MATERIAL FOR THIS TASK.

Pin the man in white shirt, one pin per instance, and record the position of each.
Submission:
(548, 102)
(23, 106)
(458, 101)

BRIEF. The full listing must be retyped exactly as it stands.

COMPLETED EXERCISE.
Pin the man in white shirt, one pin per instance, and record the position of each.
Submission:
(548, 102)
(23, 106)
(458, 101)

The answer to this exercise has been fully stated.